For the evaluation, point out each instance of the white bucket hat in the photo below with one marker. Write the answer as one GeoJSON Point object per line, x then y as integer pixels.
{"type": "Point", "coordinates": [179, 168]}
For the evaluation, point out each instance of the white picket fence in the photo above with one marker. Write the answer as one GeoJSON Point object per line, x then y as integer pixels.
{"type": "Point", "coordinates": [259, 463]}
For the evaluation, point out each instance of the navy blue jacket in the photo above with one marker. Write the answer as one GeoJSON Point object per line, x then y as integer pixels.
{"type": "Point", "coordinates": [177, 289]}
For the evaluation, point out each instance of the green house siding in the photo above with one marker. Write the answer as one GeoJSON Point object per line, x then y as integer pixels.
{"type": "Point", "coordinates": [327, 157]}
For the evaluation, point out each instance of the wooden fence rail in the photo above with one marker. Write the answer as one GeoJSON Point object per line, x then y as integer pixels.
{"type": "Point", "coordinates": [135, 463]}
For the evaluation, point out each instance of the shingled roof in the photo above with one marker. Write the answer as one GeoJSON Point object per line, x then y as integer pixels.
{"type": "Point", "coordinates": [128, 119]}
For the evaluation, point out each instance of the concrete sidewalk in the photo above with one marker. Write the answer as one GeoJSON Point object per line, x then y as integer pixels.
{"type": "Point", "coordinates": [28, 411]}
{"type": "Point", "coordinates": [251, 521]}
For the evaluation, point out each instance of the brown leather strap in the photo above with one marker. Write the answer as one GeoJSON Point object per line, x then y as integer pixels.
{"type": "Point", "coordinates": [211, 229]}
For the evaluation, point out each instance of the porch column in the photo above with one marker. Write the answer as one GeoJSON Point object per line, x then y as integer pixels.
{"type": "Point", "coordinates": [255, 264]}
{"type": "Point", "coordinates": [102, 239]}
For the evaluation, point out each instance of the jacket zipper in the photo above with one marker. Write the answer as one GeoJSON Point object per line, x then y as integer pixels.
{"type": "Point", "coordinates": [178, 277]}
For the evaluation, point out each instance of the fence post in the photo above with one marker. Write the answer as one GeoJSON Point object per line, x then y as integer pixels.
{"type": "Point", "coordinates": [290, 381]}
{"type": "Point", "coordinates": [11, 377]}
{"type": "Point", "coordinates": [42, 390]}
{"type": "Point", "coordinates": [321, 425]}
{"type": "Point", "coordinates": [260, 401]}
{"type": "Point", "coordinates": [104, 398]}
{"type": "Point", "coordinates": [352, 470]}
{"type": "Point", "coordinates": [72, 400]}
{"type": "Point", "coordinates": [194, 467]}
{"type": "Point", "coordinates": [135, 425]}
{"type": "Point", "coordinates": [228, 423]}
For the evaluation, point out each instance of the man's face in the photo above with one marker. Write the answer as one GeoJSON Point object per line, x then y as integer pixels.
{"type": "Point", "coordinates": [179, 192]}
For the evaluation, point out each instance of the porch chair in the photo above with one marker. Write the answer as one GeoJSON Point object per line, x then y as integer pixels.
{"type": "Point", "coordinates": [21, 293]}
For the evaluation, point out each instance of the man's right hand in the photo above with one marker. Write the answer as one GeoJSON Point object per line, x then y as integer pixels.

__EXERCISE BRIEF__
Arrange all of the data above as a numbered list, one line per item, and leave out any blank lines.

__COMPLETE RESPONSE__
1. For the evaluation, point out each instance of the white bucket hat in the photo below with one marker. Write the answer as one GeoJSON Point object per line, x then y as integer pixels.
2. {"type": "Point", "coordinates": [179, 168]}
3. For the evaluation, point out each instance of the white picket fence in the photo above with one marker. Write the answer as one GeoJSON Point object per line, x then y as integer pixels.
4. {"type": "Point", "coordinates": [259, 463]}
5. For the evaluation, point out each instance of the navy blue jacket in the photo above with one marker. Write the answer as one GeoJSON Point object per line, x then y as integer pixels.
6. {"type": "Point", "coordinates": [177, 289]}
7. For the evaluation, point out each instance of the green house siding in the photo above with one marker. Write the answer as one GeoJSON Point object per line, x then y as integer pixels.
8. {"type": "Point", "coordinates": [327, 157]}
9. For the evaluation, point out each instance of the wooden fence rail in the photo above with one marker. Write the answer as one GeoJSON Point object per line, x then y as integer pixels.
10. {"type": "Point", "coordinates": [135, 463]}
11. For the evaluation, point out each instance of the shingled roof in the photo above with one marker. Write the answer as one GeoJSON Point object per line, x then y as integer pixels.
12. {"type": "Point", "coordinates": [128, 119]}
13. For the evaluation, point out each instance of the concrete sidewalk in the photo above with one marker. Write the answer as one GeoJSON Point object per line, x then y as integer pixels.
14. {"type": "Point", "coordinates": [28, 411]}
15. {"type": "Point", "coordinates": [251, 521]}
16. For the evaluation, point out each instance of the brown leather strap in the photo above with one marker. Write the answer as one GeoJSON Point object per line, x then y as integer pixels.
17. {"type": "Point", "coordinates": [211, 229]}
18. For the evaluation, point out each instance of the porch column in the photo above with one marker. Write the answer as one GeoJSON Point object per line, x then y as integer pixels.
19. {"type": "Point", "coordinates": [255, 264]}
20. {"type": "Point", "coordinates": [102, 239]}
21. For the evaluation, point out each instance of the jacket zipper in the photo above with one marker. Write the answer as one GeoJSON Point object per line, x then y as integer pixels.
22. {"type": "Point", "coordinates": [178, 277]}
23. For the evaluation, point out each instance of the fence post in the photo above with one marker. Write the answer as one GeoJSON Point object per line, x then y as integer pixels.
24. {"type": "Point", "coordinates": [290, 381]}
25. {"type": "Point", "coordinates": [11, 377]}
26. {"type": "Point", "coordinates": [42, 390]}
27. {"type": "Point", "coordinates": [321, 425]}
28. {"type": "Point", "coordinates": [260, 401]}
29. {"type": "Point", "coordinates": [104, 398]}
30. {"type": "Point", "coordinates": [352, 470]}
31. {"type": "Point", "coordinates": [72, 400]}
32. {"type": "Point", "coordinates": [194, 467]}
33. {"type": "Point", "coordinates": [135, 425]}
34. {"type": "Point", "coordinates": [228, 423]}
35. For the evaluation, point out each instance of the man's face in the photo above with one marker. Write the answer as one GeoJSON Point object per line, x then y as integer pixels.
36. {"type": "Point", "coordinates": [179, 192]}
37. For the evaluation, point out each instance of the porch chair in the photo above with one marker. Write the answer as one GeoJSON Point object per line, x then y as integer pixels.
38. {"type": "Point", "coordinates": [21, 293]}
39. For the evaluation, point out each instance of the man's right hand in the photo above with one marker. Write the answer as one GeoJSON Point object per line, x then y as integer pixels.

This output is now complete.